• Work required: Since pictures do not belong in the copy, please repeat every record below exactly without them.
##### Given data
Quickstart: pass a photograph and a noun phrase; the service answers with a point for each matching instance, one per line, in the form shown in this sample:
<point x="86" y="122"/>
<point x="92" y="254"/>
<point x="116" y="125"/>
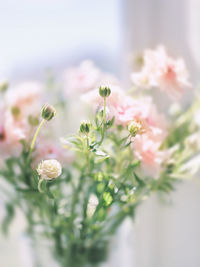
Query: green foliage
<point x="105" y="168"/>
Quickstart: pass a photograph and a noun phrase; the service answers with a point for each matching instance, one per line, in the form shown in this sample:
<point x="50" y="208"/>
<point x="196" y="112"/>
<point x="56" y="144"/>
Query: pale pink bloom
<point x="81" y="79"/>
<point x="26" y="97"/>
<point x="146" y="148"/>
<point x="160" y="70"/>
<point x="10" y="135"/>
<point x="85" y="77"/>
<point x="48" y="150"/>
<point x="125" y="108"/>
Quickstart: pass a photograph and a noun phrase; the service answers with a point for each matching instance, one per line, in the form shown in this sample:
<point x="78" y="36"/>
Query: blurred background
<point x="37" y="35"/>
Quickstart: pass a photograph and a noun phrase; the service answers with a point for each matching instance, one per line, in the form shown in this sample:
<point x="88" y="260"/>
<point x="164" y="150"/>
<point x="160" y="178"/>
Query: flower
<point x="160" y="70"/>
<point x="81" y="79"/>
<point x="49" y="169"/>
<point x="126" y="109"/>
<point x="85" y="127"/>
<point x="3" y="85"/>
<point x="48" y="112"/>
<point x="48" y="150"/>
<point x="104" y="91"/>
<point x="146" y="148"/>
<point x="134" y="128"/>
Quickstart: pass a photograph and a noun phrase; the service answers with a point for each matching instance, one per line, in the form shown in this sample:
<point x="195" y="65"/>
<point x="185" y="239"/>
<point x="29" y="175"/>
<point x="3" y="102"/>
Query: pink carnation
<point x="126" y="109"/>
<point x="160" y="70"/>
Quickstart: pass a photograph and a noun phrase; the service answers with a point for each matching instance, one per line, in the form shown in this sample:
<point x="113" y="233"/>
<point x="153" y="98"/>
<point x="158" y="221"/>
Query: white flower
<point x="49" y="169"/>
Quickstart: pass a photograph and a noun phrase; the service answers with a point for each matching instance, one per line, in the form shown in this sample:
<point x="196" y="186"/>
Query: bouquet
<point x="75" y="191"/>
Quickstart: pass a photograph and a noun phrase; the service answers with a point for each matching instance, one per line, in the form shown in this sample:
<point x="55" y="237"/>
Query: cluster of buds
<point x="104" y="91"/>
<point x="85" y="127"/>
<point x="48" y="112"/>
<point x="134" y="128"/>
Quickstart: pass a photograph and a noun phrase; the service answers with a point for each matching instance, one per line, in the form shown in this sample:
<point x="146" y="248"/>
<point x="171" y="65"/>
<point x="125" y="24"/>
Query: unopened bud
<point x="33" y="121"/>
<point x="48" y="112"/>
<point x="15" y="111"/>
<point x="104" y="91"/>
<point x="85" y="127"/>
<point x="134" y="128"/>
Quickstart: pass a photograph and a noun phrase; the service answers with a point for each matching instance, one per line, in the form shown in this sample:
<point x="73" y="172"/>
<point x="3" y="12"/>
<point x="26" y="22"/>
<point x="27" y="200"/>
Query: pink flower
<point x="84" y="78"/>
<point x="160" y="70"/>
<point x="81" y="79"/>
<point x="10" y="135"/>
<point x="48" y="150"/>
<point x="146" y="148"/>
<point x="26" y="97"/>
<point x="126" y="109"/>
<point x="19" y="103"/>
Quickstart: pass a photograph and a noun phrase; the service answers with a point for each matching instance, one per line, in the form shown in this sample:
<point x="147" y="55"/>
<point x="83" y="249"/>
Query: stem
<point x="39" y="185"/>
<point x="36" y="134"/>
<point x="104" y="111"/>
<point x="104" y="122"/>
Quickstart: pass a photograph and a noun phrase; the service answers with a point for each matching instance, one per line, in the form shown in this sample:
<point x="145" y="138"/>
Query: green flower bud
##########
• Answer to the exercise:
Quickstart: pass a photograph and a noun phrase; the service answers with a point for each matching instance, one per line, in the form shown in this sample:
<point x="86" y="122"/>
<point x="92" y="254"/>
<point x="116" y="125"/>
Query: green foliage
<point x="105" y="168"/>
Quickstart: pass a photograph and a noun phrase; the service answers with a point for each matching instance, one per line, in the form shown in this sample:
<point x="50" y="208"/>
<point x="196" y="112"/>
<point x="56" y="144"/>
Query: pale pink bloom
<point x="81" y="79"/>
<point x="26" y="97"/>
<point x="146" y="148"/>
<point x="160" y="70"/>
<point x="10" y="135"/>
<point x="85" y="77"/>
<point x="48" y="150"/>
<point x="125" y="108"/>
Quickstart: pass a photograph and a noun phrase; the service answers with a point for each matching instance, one per line, in the form shown in this sample:
<point x="78" y="36"/>
Query: blurred background
<point x="37" y="35"/>
Quickstart: pass a photograph and a noun phrase; the service answers with a point for each matching instance, one per line, in the form shown in this sample:
<point x="88" y="260"/>
<point x="164" y="150"/>
<point x="160" y="178"/>
Query: flower
<point x="160" y="70"/>
<point x="81" y="79"/>
<point x="49" y="169"/>
<point x="126" y="109"/>
<point x="85" y="127"/>
<point x="3" y="85"/>
<point x="48" y="112"/>
<point x="48" y="150"/>
<point x="104" y="91"/>
<point x="146" y="148"/>
<point x="134" y="128"/>
Quickstart: pass a photograph and a noun phrase; the service answers with a point for each matching instance, one per line, in the form shown in this sample:
<point x="195" y="65"/>
<point x="185" y="239"/>
<point x="29" y="175"/>
<point x="3" y="102"/>
Query: pink carnation
<point x="126" y="109"/>
<point x="160" y="70"/>
Quickstart: pass a photograph and a noun phrase; the service answers with a point for each matching instance, one per line, in the form shown in this sample:
<point x="113" y="233"/>
<point x="153" y="98"/>
<point x="158" y="221"/>
Query: white flower
<point x="49" y="169"/>
Quickstart: pass a photograph and a noun phrase; the service answers with a point for each matching instance, one per line, in the form shown in this sample:
<point x="196" y="186"/>
Query: bouquet
<point x="75" y="191"/>
Quickstart: pass a photograph and a noun phrase; the service answers with a point for each matching instance, one per line, in the form shown in this sample:
<point x="55" y="237"/>
Query: cluster of buds
<point x="104" y="91"/>
<point x="85" y="127"/>
<point x="48" y="112"/>
<point x="134" y="128"/>
Quickstart: pass a photograph and a noun phrase; the service answers with a point for each matching instance, one per line, in the form shown in this sample:
<point x="146" y="248"/>
<point x="171" y="65"/>
<point x="125" y="24"/>
Query: unopened bud
<point x="33" y="121"/>
<point x="48" y="112"/>
<point x="15" y="111"/>
<point x="104" y="91"/>
<point x="85" y="127"/>
<point x="134" y="128"/>
Quickstart: pass a photograph and a noun phrase; the service answers with a point for each matching instance, one per line, in the form shown in this sample:
<point x="73" y="172"/>
<point x="3" y="12"/>
<point x="26" y="22"/>
<point x="27" y="200"/>
Query: pink flower
<point x="84" y="78"/>
<point x="160" y="70"/>
<point x="81" y="79"/>
<point x="10" y="135"/>
<point x="48" y="150"/>
<point x="146" y="148"/>
<point x="26" y="97"/>
<point x="126" y="109"/>
<point x="19" y="103"/>
Quickstart: pass a photograph and a noun phrase; the service answers with a point for each matching instance, one per line, in the form shown in this sample:
<point x="147" y="55"/>
<point x="83" y="249"/>
Query: stem
<point x="39" y="185"/>
<point x="36" y="134"/>
<point x="104" y="111"/>
<point x="104" y="122"/>
Quickstart: pass a photograph and a noun phrase; the service answers with a point for each matching instance, one per line, in the form shown in this sample:
<point x="145" y="138"/>
Query: green flower bud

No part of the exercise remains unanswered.